### [GOAL]
Reproduce the listing verbatim.

○ ○ ○ ○ ○

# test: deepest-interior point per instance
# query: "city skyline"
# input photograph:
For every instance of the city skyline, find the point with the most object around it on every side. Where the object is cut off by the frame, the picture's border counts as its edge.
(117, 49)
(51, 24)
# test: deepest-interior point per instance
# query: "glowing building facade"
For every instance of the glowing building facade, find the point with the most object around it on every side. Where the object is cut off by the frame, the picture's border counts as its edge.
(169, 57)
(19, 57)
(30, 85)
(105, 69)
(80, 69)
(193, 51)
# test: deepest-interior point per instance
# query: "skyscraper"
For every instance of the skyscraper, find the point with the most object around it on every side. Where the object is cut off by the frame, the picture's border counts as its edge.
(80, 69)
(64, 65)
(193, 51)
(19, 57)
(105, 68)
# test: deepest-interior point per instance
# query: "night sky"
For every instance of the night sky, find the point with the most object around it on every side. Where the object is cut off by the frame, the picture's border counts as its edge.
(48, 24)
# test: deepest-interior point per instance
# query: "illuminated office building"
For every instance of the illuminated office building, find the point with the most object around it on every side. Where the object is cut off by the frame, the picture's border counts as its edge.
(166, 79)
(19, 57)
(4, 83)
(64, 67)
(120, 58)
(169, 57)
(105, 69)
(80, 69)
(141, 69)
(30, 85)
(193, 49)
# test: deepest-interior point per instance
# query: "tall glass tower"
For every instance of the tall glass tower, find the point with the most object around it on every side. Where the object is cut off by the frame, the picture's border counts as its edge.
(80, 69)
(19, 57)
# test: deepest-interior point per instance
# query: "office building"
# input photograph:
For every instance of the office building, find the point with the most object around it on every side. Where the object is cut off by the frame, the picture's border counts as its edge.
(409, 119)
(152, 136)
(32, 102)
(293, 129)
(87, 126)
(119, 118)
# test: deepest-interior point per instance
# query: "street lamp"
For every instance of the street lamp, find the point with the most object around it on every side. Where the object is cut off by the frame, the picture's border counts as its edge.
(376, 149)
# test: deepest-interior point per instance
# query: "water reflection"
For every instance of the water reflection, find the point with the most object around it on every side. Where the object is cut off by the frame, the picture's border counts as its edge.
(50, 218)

○ ○ ○ ○ ○

### [SOLVED PROBLEM]
# test: deepest-interior point per instance
# query: "city skyline"
# input photograph:
For every instance of the city skyline, find the point with the most object around it on every side. Where the object is cut off by the frame, the picture's border counts as its edge.
(117, 49)
(51, 24)
# test: deepest-interior point per instance
# query: "glowing building facade"
For every instance of the glowing building facade, find the point with the most object around it on every side. Where the object is cut off by the frame, the picture's border counts as its edge.
(169, 57)
(19, 57)
(30, 85)
(105, 69)
(80, 69)
(193, 51)
# test: deepest-interior point per instance
# query: "skyscraper"
For every instance of the skyscraper, find the point with the most object around it on every side. Where the object is cut off by the frame, the picture's border counts as its edge.
(80, 69)
(64, 65)
(193, 51)
(19, 57)
(105, 68)
# test: deepest-interior point per instance
# query: "night sky"
For every instance of the night sky, find the point with the most object around it on every side. Where the object is cut off by the frame, the picture's border counts as its edge.
(48, 24)
# test: deepest-interior point per instance
# query: "illuminated office building"
For every instance of the illuminated office building, find the point with the most object around it on every side. Where the object is cut off by the frame, the picture's border counts as its edge.
(166, 79)
(19, 57)
(4, 83)
(64, 67)
(120, 58)
(169, 57)
(105, 69)
(80, 69)
(141, 69)
(30, 85)
(193, 49)
# test: deepest-interior point per instance
# query: "tall glass tower"
For every instance of the tall glass tower, find the point with the most object around it on every side. Where the object is cut off by the frame, the picture's border counts as its edge.
(80, 69)
(19, 57)
# test: deepest-interior point per instance
# query: "office building"
# input photograph:
For every instance of the office building, find the point with the most object around it on every side. Where the object is cut off by the frame, the picture's border counts as its edge.
(409, 119)
(152, 136)
(32, 102)
(293, 129)
(87, 126)
(119, 118)
# test: deepest-interior point per instance
# query: "street lamp"
For every instance of the street lamp, find the point with the most object around it on every side. Where the object is cut off by the frame, the picture's border counts as its edge.
(376, 149)
# test: deepest-interior point per instance
# query: "water reflection"
For every instance of the water reflection, find the point with the most object around it on every side. Where the object is cut off by the frame, the picture's border counts as its edge.
(50, 218)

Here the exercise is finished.